-- Consigne --
Dans l'extrait ci-dessous sur Thomas Andrews à bord du Titanic, relevez tous les défauts et changements qu'il note au cours de ses inspections du navire.

Durant la traversée, ils sont chargés d'aider l'équipage à se familiariser avec le paquebot et les mécaniciens avec leurs machines. Ils prennent également soin de noter toutes les modifications possibles pouvant améliorer le navire. Avec son carnet de notes toujours à la main, Thomas Andrews arpente le Titanic en long et en large, traquant la moindre imperfection. Il découvre par exemple que l'une des tables à vapeur, de la cuisine du restaurant, fonctionne mal. Puis il note que le crépi de la promenade privée est trop foncé, et toujours pour des raisons esthétiques, que certains meubles en osier devraient être repeints en vert. Soucieux du détail, Andrews remarque également qu'il faut réduire le nombre de vis sur les patères des porte-chapeaux. Enfin, constatant que le salon de lecture, destiné au repos des dames après le dîner, est finalement peu utilisé, il prévoit de créer à la place deux autres cabines de première classe[2].
C'est le steward Henry Etches qui est responsable de la cabine de Thomas Andrews. Il a déjà eu l'occasion de le rencontrer à plusieurs reprises sur l'Olympic. Tous les matins à 7 h 0, Etches lui apporte du thé et des fruits, puis il le retrouve à 18 h 45 précises, avant le dîner, pour l'aider à enfiler sa tenue de soirée[20]. Le steward a par la suite déclaré qu'Andrews n'arrêtait de travailler que le temps des repas[21]. Andrews jouit d'une grande popularité parmi les passagers, mais il est tout autant apprécié par l'équipage et devient parfois le confident de certains d'entre eux, comme le premier officier William Murdoch qui lui confie ses soucis avec Henry Wilde, venu le remplacer au dernier moment au rang de commandant en second[22]. D'après l'hôtesse Mary Sloan, dès que quelque chose va mal, c'est toujours à Andrews que l'équipage demande aide ou conseil. En effet, il se préoccupe du bien-être de chacun, qu'il s'agisse des officiers, des stewards, des hôtesses, des mécaniciens ou des chauffeurs. Le chef boulanger, Charles Joughin, fait même cuire des miches de pain spécialement pour lui[2]. Dans ses mémoires, l'hôtesse Violet Constance Jessop mentionne Thomas Andrews, qui est selon elle, la seule personne à avoir vraiment tenu compte des demandes de l'équipage. Les membres du personnel ont l'habitude de le croiser lors de ses tournées, déambulant discrètement dans les coursives, avec un visage fatigué mais un air satisfait. Il ne manque jamais de s'arrêter pour un mot joyeux. D'après Violet Jessop, tout le monde sait combien Andrews aime sa maison irlandaise, et à quel point il lui tarde de rentrer profiter d'un repos bien mérité, afin d'oublier pour quelque temps la conception du navire[23]. Mary Sloan remarque elle aussi à quel point sa maison lui manque. Elle raconte que parfois entre deux éclats de rire, Andrews devient tout à coup grave et son regard semble alors se perdre au loin, vers ses maisons, Ardara et Dunallan. Mary Sloan le croise notamment le vendredi 12 au soir, dans le Grand Escalier, alors qu'il s'apprête à aller dîner. Mais l'architecte semble avoir l'esprit ailleurs et lui parle de sa famille. Il lui avoue que la seule chose qu'il n'aime pas du Titanic, c'est qu'il l'éloigne chaque heure un peu plus de chez lui. À ce moment, l'hôtesse lui trouve l'air très triste et fatigué[17].

-- Données affichées --
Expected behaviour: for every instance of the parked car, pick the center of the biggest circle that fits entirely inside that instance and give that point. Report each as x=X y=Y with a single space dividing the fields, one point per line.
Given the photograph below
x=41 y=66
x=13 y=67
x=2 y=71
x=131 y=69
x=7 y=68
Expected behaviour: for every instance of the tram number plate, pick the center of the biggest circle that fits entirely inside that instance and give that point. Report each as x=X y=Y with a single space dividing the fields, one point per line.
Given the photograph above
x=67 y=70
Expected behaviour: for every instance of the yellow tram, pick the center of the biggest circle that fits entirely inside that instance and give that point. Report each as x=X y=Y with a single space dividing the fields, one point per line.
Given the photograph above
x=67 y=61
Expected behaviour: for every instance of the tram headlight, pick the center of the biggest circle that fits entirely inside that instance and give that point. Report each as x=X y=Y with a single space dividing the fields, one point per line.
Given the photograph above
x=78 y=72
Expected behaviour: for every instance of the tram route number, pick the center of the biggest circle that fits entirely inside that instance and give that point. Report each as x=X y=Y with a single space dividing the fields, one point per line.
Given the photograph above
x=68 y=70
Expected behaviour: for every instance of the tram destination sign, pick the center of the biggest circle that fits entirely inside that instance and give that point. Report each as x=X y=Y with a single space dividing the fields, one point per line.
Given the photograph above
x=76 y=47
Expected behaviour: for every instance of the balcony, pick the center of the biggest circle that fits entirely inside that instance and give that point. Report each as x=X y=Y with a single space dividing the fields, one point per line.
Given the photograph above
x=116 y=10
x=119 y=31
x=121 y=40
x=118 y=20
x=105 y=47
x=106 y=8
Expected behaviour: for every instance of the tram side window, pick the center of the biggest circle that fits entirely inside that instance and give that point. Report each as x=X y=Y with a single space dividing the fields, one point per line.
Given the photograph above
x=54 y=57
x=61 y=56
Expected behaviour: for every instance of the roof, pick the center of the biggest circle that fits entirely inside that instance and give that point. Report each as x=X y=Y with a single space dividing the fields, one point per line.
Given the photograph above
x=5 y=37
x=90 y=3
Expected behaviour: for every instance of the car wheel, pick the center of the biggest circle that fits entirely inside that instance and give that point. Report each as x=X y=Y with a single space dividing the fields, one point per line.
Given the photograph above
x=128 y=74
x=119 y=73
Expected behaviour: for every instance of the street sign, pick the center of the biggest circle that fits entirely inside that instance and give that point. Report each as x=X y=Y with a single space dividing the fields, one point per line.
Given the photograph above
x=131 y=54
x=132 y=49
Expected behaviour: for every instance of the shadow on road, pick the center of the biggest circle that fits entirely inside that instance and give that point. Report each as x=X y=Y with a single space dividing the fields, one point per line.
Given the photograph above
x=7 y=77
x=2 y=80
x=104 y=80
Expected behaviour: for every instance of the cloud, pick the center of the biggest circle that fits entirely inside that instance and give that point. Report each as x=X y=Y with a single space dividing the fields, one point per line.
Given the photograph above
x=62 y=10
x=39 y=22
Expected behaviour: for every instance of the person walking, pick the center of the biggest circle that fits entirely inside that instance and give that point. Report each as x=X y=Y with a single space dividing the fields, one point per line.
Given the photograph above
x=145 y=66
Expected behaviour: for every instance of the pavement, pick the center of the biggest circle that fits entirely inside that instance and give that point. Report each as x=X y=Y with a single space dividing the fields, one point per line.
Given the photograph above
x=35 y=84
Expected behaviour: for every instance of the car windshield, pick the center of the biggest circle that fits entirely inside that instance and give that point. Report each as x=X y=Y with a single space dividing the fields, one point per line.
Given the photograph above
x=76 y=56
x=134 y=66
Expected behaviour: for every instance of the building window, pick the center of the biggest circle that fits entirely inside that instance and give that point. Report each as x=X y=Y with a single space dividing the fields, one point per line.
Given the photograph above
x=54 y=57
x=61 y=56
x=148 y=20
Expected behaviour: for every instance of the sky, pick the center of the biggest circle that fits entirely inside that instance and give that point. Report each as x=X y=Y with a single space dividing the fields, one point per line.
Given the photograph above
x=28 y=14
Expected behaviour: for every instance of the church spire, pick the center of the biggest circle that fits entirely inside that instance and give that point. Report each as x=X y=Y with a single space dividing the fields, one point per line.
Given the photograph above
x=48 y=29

-- Réponse rédigée --
- L'une des tables à vapeur de la cuisine du restaurant fonctionne mal.
- Le crépi de la promenade privée est trop foncé.
- Certains meubles en osier devraient être repeints en vert.
- Il faut réduire le nombre de vis sur les patères des porte-chapeaux.
- Le salon de lecture, peu utilisé, doit être remplacé par deux autres cabines de première classe.